**WHAT THIS TASK INVOLVES**
With the pictures set aside, return the lines below exactly, beginning at the first and ending at the line containing "Given the photo above, point to the hazy".

**WORKING DATA**
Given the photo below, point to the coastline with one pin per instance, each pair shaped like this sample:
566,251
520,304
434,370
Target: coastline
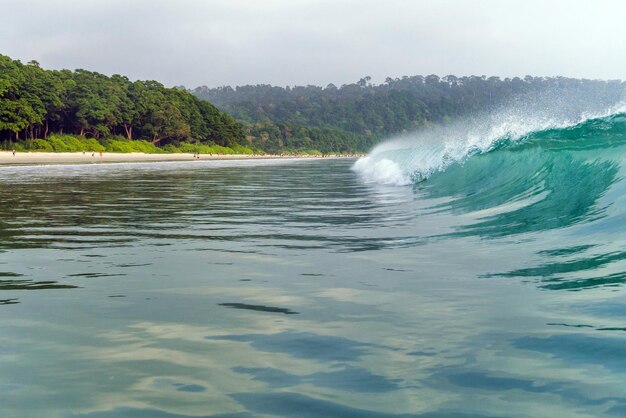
37,158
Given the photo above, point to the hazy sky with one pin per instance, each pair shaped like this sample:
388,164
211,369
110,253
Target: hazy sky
287,42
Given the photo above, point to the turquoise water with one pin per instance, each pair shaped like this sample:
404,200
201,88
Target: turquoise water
493,287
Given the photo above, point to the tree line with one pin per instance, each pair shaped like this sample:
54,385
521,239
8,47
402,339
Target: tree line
35,103
355,116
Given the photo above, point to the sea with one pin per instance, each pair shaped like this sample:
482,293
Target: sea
478,275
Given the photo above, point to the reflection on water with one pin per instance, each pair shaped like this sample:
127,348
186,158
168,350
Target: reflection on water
292,289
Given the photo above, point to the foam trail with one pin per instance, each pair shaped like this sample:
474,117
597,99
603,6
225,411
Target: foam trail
414,157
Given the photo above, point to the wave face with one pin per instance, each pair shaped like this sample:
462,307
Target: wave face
410,159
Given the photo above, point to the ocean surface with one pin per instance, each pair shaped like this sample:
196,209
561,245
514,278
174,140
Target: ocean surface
485,279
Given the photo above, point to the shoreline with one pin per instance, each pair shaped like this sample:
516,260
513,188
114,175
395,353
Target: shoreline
43,158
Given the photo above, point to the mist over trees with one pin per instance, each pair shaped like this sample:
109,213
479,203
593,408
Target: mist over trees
354,117
35,103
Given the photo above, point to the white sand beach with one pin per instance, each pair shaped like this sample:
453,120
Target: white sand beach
28,158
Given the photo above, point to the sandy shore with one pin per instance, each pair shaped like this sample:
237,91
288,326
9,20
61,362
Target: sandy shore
28,158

**SOLUTION TO THIS TASK**
Given the photo below, point to the coastline with one pin per instance, each pair shaped like this sample:
566,251
520,304
434,370
Target: coastline
37,158
Given the photo above, point to the hazy sky with one pin per instance, each pair shaped like this sample:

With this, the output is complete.